- [Text shown]
•••••
Why am I building an LLM agent for students on my campus?

An Excess of Information

In today’s technology-enabled universities, students are bombarded with an overwhelming amount of information. At Princeton alone, the website hosts thousands of pages of text about programs, academics, opportunities, resources, and college life. I wish I had known half of this information three years earlier, but sifting through these pages is not possible for a single person who might not even know where to start.

Information is Too Highly Distributed

Information on campus is fragmented across numerous apps and websites, making it hard to stay up-to-date on a daily basis. The TigerApps ecosystem, for instance, comprises over a dozen individual apps, each serving a specific needs. Beyond these student-created apps, Princeton news, menus, campus events, and schedules are spread out across individual platforms. Students are fatigued from needing to visit so many places.

Informal Knowledge is Unindexed and Untapped

Beyond the official information channels (like the Princeton website), there exist many sources of informal knowledge — email listservs, word-of-mouth, forums, course reviews, etc. However, these knowledge channels, despite being incredibly useful, remain largely unindexed and untapped. LLMs can change that.

Students Want Answers and Support

Students need nuanced answers to their complex and often personal questions. They require support throughout their educational journey, and static information pages or limited advising appointments cannot meet these demands. Students crave real-time, personalized responses that cater to their unique situations and goals.
•••••
- [Supplied entries]
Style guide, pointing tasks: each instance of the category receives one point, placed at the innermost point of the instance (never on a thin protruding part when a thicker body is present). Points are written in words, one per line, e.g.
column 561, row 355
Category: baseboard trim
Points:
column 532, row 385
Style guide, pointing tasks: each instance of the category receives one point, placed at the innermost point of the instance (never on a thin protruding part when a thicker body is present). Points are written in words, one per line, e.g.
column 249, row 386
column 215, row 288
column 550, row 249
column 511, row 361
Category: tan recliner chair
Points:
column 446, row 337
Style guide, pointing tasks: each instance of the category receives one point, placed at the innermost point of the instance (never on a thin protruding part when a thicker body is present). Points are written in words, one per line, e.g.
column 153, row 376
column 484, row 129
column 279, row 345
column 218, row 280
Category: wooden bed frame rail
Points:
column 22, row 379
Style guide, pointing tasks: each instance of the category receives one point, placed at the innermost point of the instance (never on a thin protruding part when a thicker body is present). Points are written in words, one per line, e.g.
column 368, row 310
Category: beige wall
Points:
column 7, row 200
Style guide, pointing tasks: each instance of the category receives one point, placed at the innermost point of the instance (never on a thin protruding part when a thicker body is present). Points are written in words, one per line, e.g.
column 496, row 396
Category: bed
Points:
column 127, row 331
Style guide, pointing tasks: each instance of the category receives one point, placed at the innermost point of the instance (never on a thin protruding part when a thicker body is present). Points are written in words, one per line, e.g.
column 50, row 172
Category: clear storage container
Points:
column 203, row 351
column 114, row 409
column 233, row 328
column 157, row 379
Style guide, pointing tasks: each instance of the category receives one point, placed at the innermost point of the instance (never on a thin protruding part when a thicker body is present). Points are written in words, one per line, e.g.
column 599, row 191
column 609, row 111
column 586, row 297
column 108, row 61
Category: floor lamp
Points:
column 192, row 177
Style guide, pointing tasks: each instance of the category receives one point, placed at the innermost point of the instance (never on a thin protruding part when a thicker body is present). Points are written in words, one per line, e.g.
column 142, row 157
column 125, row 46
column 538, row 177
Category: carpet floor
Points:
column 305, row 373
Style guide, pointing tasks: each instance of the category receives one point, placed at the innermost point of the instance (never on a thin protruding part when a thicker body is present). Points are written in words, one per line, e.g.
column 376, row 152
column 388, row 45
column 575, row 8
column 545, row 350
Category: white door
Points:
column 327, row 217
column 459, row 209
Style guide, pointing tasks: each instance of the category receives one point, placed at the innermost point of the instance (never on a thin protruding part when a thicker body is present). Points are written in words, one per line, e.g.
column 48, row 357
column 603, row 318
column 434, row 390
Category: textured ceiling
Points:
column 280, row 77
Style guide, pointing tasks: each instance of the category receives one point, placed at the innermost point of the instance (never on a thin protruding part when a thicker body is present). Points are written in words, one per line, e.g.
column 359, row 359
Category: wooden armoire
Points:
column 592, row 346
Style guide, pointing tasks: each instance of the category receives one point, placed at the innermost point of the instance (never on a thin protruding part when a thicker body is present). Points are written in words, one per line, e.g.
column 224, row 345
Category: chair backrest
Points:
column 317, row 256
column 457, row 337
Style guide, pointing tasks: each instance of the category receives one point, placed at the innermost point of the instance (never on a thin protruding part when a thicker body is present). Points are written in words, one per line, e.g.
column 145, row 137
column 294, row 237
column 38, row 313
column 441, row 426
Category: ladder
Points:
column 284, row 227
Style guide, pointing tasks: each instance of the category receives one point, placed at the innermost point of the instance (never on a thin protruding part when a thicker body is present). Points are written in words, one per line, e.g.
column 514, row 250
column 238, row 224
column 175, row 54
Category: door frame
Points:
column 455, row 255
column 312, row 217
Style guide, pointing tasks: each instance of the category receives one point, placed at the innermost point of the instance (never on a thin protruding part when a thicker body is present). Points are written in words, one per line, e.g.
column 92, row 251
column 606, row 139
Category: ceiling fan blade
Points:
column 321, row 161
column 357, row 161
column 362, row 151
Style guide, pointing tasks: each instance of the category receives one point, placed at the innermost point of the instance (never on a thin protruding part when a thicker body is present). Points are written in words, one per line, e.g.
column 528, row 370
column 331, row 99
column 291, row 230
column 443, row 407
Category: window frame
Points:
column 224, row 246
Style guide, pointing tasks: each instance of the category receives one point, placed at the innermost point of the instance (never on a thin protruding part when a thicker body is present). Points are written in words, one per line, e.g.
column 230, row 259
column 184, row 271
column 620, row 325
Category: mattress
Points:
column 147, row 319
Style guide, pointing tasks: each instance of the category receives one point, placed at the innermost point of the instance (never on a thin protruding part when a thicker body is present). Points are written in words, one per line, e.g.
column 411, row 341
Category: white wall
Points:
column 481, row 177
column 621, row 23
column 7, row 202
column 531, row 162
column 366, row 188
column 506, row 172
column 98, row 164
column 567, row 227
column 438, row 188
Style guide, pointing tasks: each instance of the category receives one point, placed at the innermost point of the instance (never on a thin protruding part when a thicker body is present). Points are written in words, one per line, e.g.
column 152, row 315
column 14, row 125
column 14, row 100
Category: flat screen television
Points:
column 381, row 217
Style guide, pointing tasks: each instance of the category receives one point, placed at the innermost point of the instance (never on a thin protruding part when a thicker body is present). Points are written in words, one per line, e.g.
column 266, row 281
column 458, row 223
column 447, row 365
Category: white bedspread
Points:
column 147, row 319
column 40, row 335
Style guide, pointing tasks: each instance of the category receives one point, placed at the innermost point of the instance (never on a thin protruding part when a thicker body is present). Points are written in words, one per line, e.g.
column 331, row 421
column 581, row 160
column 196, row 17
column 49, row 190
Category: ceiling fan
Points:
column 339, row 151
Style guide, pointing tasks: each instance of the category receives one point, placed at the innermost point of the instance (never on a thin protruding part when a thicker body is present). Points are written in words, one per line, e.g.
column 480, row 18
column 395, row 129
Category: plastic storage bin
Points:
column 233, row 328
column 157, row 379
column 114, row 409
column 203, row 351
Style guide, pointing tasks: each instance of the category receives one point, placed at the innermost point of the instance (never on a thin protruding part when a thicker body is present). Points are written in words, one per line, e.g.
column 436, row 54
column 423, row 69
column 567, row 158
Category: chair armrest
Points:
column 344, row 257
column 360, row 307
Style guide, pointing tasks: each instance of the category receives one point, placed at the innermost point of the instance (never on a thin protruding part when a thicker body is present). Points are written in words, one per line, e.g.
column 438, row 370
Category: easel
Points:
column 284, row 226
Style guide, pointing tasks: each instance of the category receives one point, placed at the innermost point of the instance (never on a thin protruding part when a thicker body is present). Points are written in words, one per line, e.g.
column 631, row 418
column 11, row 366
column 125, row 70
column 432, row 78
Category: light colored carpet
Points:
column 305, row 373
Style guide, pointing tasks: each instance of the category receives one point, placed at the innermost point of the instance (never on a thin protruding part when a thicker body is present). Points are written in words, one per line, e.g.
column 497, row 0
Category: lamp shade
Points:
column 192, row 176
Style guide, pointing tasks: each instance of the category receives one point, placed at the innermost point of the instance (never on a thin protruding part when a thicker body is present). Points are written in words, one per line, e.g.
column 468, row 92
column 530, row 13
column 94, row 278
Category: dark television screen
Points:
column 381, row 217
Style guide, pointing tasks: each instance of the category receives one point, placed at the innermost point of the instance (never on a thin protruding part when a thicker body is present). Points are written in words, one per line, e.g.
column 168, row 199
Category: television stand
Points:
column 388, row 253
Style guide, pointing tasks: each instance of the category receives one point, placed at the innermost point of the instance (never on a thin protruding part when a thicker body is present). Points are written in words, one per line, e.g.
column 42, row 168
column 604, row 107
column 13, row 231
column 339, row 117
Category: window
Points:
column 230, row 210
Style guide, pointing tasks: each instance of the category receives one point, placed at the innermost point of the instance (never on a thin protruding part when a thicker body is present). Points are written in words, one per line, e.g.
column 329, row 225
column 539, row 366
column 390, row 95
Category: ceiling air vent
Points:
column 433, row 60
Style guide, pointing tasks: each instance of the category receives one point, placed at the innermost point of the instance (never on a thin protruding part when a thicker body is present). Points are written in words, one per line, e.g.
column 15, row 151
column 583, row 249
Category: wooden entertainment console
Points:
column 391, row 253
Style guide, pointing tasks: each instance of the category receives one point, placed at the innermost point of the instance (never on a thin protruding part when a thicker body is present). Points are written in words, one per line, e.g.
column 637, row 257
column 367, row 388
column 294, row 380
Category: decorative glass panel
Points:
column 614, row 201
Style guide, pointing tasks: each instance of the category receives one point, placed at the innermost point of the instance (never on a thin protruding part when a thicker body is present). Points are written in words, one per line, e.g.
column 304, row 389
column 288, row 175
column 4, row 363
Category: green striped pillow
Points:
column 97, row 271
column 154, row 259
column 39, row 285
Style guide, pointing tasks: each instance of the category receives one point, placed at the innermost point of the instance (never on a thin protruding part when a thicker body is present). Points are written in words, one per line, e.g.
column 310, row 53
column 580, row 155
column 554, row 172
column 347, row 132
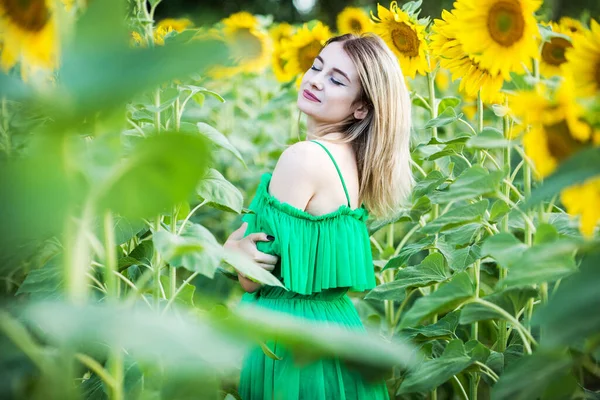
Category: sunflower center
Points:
column 307, row 54
column 553, row 52
column 246, row 43
column 505, row 23
column 560, row 142
column 405, row 40
column 355, row 25
column 29, row 15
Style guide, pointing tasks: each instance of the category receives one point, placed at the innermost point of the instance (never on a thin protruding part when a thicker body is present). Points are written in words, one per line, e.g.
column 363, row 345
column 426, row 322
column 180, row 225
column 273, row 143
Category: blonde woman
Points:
column 308, row 226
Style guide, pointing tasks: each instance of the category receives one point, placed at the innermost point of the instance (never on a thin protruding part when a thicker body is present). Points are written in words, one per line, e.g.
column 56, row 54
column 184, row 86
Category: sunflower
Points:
column 28, row 35
column 571, row 25
column 583, row 61
column 353, row 20
column 303, row 47
column 404, row 36
column 250, row 46
column 474, row 78
column 583, row 200
column 553, row 51
column 178, row 25
column 499, row 34
column 281, row 31
column 556, row 129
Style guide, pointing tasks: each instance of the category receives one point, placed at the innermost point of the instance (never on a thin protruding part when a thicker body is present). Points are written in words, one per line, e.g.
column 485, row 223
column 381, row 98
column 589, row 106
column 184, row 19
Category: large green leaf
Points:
column 432, row 373
column 576, row 169
column 446, row 297
column 504, row 247
column 219, row 193
column 45, row 283
column 512, row 300
column 572, row 313
column 541, row 263
column 205, row 342
column 528, row 377
column 459, row 259
column 428, row 184
column 431, row 270
column 214, row 136
column 472, row 182
column 408, row 251
column 446, row 117
column 488, row 138
column 162, row 171
column 457, row 216
column 196, row 249
column 443, row 329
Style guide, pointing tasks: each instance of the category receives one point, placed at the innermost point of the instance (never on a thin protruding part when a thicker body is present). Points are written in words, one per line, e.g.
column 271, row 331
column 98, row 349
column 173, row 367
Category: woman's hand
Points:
column 247, row 245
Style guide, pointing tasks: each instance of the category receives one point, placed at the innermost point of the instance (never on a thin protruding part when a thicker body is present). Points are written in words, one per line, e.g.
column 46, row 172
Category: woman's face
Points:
column 330, row 87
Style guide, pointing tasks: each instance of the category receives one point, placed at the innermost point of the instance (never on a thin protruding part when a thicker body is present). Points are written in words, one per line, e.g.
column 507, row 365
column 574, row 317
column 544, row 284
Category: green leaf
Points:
column 459, row 259
column 432, row 373
column 512, row 300
column 447, row 297
column 219, row 192
column 488, row 138
column 45, row 283
column 125, row 228
column 456, row 217
column 447, row 117
column 162, row 171
column 407, row 252
column 571, row 313
column 499, row 210
column 214, row 136
column 446, row 102
column 443, row 329
column 504, row 248
column 574, row 170
column 428, row 184
column 99, row 70
column 529, row 376
column 463, row 234
column 196, row 249
column 472, row 182
column 546, row 262
column 185, row 297
column 430, row 271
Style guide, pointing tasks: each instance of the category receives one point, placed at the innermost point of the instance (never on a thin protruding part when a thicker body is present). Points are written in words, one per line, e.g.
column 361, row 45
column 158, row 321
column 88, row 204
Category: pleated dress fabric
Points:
column 321, row 258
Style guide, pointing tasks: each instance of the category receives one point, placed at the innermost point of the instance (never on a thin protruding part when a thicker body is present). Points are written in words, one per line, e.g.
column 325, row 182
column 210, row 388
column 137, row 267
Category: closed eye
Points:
column 335, row 81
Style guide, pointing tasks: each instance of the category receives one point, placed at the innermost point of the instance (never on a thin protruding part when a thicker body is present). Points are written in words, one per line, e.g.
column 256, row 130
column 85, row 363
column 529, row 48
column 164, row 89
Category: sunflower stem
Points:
column 502, row 326
column 435, row 210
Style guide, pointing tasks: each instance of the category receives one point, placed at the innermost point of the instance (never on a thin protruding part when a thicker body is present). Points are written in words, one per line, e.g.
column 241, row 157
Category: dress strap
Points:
column 338, row 170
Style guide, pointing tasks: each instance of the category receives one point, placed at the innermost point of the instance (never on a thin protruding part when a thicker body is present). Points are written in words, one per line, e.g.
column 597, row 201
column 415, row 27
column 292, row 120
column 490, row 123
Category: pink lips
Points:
column 310, row 96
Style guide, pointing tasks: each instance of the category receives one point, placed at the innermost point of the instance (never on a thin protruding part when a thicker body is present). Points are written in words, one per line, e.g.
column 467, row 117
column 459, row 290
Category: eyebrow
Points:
column 335, row 69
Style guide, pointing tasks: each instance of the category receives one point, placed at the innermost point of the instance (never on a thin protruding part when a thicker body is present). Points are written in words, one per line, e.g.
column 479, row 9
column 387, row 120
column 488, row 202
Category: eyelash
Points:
column 336, row 82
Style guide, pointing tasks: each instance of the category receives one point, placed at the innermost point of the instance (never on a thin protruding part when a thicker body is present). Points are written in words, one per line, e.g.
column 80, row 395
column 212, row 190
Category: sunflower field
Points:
column 130, row 148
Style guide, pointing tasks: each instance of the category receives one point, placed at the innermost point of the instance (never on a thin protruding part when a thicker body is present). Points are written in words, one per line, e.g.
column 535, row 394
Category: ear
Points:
column 361, row 112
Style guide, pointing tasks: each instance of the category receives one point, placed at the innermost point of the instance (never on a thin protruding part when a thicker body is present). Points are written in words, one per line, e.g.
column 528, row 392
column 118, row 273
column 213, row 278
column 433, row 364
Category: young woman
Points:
column 308, row 226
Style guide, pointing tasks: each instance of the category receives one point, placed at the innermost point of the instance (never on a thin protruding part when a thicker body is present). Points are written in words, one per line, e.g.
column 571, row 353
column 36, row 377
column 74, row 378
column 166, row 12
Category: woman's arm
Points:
column 247, row 245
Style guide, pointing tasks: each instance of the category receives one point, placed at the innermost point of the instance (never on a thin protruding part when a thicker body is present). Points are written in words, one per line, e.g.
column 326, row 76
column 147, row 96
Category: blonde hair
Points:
column 381, row 140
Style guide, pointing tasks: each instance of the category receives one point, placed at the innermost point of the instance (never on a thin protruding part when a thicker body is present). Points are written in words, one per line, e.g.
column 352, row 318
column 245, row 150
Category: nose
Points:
column 315, row 82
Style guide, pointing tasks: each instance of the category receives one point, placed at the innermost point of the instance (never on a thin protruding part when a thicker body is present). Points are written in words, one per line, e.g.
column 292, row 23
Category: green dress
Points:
column 320, row 259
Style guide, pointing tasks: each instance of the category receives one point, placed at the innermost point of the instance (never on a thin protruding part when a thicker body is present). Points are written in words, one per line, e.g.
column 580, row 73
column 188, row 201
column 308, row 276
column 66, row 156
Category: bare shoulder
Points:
column 296, row 175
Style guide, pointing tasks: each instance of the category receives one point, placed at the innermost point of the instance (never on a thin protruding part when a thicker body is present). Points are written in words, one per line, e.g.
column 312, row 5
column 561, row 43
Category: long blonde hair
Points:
column 381, row 140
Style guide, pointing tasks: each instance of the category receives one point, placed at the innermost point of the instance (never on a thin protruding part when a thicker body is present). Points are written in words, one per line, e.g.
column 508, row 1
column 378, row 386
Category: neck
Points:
column 314, row 129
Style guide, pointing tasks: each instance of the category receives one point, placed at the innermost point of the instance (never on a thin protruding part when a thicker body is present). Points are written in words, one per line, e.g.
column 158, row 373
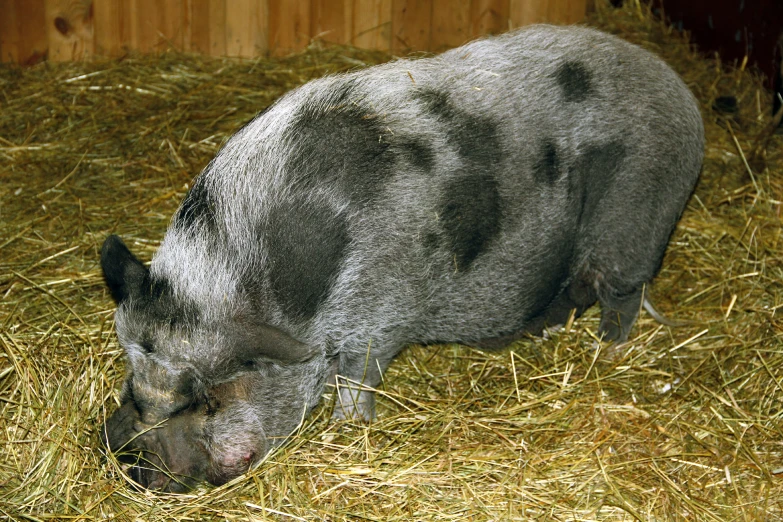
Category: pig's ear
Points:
column 124, row 273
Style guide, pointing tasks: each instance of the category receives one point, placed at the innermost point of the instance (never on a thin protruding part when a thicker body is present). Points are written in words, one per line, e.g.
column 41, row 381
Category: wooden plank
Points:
column 526, row 12
column 197, row 38
column 451, row 24
column 289, row 25
column 69, row 29
column 112, row 27
column 330, row 20
column 372, row 24
column 246, row 28
column 217, row 27
column 23, row 31
column 411, row 25
column 9, row 45
column 488, row 17
column 158, row 25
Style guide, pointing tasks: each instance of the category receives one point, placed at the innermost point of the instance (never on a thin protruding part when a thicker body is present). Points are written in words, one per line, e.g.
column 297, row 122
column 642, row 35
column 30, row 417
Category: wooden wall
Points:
column 32, row 30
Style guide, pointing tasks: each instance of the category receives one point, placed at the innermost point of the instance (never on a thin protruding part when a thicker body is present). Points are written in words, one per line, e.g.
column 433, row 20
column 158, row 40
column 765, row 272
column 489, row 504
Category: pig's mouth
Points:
column 169, row 456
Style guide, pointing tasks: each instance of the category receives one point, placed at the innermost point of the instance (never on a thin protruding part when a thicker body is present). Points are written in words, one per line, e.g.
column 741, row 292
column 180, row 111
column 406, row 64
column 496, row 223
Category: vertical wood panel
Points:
column 158, row 25
column 330, row 21
column 65, row 29
column 217, row 27
column 526, row 12
column 23, row 27
column 488, row 17
column 289, row 25
column 9, row 46
column 246, row 27
column 69, row 29
column 411, row 25
column 372, row 24
column 451, row 24
column 111, row 27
•••••
- [Assignment 1]
Answer from the post about a campus LLM agent:
(a) What topics do the thousands of pages on the Princeton website cover?
(b) How many individual apps make up the TigerApps ecosystem?
(c) Which sources of informal knowledge does the post list?
- [Assignment 2] Carry on the post about a campus LLM agent, beginning after its final sentence.
The records can be set aside here.

- [Task response 1]
(a) Programs, academics, opportunities, resources, and college life.
(b) Over a dozen.
(c) Email listservs, word-of-mouth, forums, and course reviews.

- [Task response 2]
The Situation is Right

I was elected as the new president of TigerApps, so I have access to Princeton’s APIs, existing student apps with their data stores, connections to faculty and OIT, funding, and credibility. LLMs and agents have also reached a mature enough stage to be deployed into production, and students are generally familiar with chatbots through ChatGPT.

The "Today @ Princeton" browser extension.

The Journey

A year ago, I started working on making information more accessible to students by building a browser extension that replaces your new tab page with campus-related information widgets. This app quickly gained traction, reaching 450 daily users. It addressed the problem of daily information access by centralizing dispersed data into one easily accessible location.

However, I soon realized that the next logical step was to leverage LLMs. Students now seek answers to more complex questions, and personalized responses can’t be provided through a simple widget system. This lead me to dedicate the last semester to developing a chatbot with the guidance of Professor Netravali and one of his PhD students. Our focus was on answering questions based on website content on the Princeton domain. After experimenting with various retrieval strategies and configurations, we created a working demo.

Currently, I am working on transforming this chatbot into a more advanced agent capable of sourcing information directly, using tools, and performing reasoning tasks. This involves two main challenges: unifying the different data sources and ensuring the agent itself functions effectively.

Some data sources are well-indexed and have APIs, while others, such as email channels that broadcast events, require indexing. One function that I want the agent to have is to find all upcoming events that are interesting to a student and sign the user up for them. This requires creating a data ingestion system — likely also LLM-based — to process the unstructured data sources before integrating them into the main agent.

The ultimate goal would be to have the chatbot derive the informal knowledge that students have from its conversations and data sources in order to pass on to future users.